Reproduce all of the listing below without alteration.
** Begin PROVIDED DATA **
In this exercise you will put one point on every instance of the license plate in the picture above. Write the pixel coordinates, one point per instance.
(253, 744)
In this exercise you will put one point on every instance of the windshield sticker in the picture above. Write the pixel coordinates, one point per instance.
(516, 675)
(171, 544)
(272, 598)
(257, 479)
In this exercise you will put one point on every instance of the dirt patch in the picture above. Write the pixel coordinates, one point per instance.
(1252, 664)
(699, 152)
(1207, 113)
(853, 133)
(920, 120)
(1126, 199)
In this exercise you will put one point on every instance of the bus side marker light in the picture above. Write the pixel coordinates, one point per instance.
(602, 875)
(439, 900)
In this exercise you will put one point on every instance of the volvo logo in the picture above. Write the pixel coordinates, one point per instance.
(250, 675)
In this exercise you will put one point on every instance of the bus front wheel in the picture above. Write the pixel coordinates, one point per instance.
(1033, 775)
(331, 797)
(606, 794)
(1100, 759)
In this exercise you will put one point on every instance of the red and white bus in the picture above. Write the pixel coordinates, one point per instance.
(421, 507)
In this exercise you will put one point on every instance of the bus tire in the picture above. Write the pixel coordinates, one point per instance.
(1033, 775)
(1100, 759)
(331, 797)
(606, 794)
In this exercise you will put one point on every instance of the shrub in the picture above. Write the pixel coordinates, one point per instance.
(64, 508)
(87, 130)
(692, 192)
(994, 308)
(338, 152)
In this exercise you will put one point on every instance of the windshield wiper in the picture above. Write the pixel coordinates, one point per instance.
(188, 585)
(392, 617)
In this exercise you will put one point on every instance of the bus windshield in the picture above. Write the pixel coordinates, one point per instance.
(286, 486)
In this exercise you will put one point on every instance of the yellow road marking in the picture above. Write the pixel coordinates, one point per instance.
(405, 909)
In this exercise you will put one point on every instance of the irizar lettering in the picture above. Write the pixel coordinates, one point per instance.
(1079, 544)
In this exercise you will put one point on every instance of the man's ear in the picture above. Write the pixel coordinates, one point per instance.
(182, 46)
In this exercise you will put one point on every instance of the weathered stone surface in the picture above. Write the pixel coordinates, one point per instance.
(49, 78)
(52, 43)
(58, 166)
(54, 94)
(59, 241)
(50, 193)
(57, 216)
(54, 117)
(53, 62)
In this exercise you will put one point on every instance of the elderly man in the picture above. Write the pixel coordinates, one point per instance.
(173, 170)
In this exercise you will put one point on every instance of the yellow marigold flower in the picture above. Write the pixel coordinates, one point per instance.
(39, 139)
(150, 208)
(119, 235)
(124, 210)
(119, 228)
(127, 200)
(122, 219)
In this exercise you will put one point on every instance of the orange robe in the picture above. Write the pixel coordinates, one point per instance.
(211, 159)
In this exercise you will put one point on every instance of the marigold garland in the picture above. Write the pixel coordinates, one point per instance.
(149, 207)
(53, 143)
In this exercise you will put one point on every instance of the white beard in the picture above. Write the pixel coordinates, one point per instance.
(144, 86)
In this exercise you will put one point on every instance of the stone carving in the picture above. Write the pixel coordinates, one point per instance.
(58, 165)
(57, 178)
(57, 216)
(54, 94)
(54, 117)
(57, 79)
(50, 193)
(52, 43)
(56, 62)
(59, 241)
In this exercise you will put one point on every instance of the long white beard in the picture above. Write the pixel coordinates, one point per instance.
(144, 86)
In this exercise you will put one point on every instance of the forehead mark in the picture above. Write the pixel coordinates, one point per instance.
** End PROVIDED DATA **
◆ **EXPECTED OUTPUT**:
In this exercise you will put one point on every instance of the license plate in the picture above. Write the pixel coordinates, one point per instance.
(253, 744)
In this exercise you will put one point on every instance of the windshield sticker in the picture above. Write the pixel coordinates, one point per instance.
(516, 675)
(171, 544)
(272, 598)
(257, 479)
In this exercise you will put one point on every instance of the dirt patch in the picture above. Write the pixel coordinates, one point per instance.
(1252, 664)
(699, 152)
(1207, 113)
(853, 133)
(920, 120)
(1126, 199)
In this exercise you will put one point on every instance of the bus side marker light in the picture above. Write the pixel coordinates, one point per instance.
(602, 875)
(439, 900)
In this exercise you will put one point on every instance of the volvo logo in the picture above. Write the pixel coordinates, one point per instance.
(250, 675)
In this exercise you will put one point on every instance of the bus front wheel in the picture above. Write the pixel coordinates, one point per instance.
(1033, 775)
(331, 797)
(606, 794)
(1100, 759)
In this exercise you will put one point on every instance of the red and white bus in the picture above. Write the pixel coordinates, one point per instance.
(421, 507)
In this exercise you will put one point on every instance of the bus tire in the picture above. Write the pixel coordinates, one point per instance.
(1033, 775)
(1100, 759)
(331, 797)
(606, 794)
In this exercise you will put one point on every instance of the shrub in the picture above. Write the pixel coordinates, one point per instance.
(64, 508)
(87, 130)
(692, 192)
(994, 308)
(338, 152)
In this exercise you will put one point on every instance of the windshield wiper in the picture above. Write the pixel coordinates, one point per instance.
(188, 585)
(392, 617)
In this exercise you will put one point on every instance of the bus windshield in the picture above. Write the pixel coordinates, one point per instance.
(286, 486)
In this exercise you will put one point on every instance of the yellow road marking in the picture above. Write the pixel coordinates, one point per instance.
(405, 909)
In this exercise you will put one point on every instance of the irizar lettering in the picture above. Write the pixel coordinates, one point per instance.
(1079, 544)
In this exercise you will put one point on every instance of the man's ear in the picture above. Write the pixel coordinates, one point per instance.
(182, 46)
In this exercise you will put one point on every instance of the weathered stone surface in the picture above. Write the pixel coordinates, one point per instance.
(49, 78)
(52, 43)
(58, 166)
(54, 94)
(59, 241)
(50, 193)
(57, 216)
(54, 117)
(53, 62)
In this exercise you will put one point on every instance of the elderly man in the picture above. Write the pixel coordinates, one point per instance.
(173, 170)
In this exercise you will put one point on every instance of the yellow marigold flower in the picture above. Write the pixel coordinates, one point per instance.
(39, 139)
(150, 208)
(119, 235)
(124, 210)
(119, 228)
(127, 200)
(122, 219)
In this exercise you will put one point on every instance of the orange robe in the picture above. Write the pixel coordinates, one point per instance.
(211, 159)
In this exercise you will put one point on every instance of the marigold garland in the picture above. Write the pixel coordinates, one point per instance.
(149, 207)
(53, 143)
In this exercise you will put one point on every instance of the white beard in the picture above. Write the pixel coordinates, one point per instance.
(144, 86)
In this exercise you will put one point on every instance of the stone carving in the picture above. Write the pixel coordinates, one point per instance.
(58, 165)
(57, 178)
(57, 216)
(54, 94)
(54, 117)
(57, 79)
(50, 193)
(52, 43)
(56, 62)
(59, 241)
In this exercise you will put one point on every instance of the long white beard in the picture above. Write the pixel coordinates, one point per instance.
(144, 86)
In this exercise you will put one point on every instance of the forehead mark in the picture above. Write the pixel coordinates, one point per instance.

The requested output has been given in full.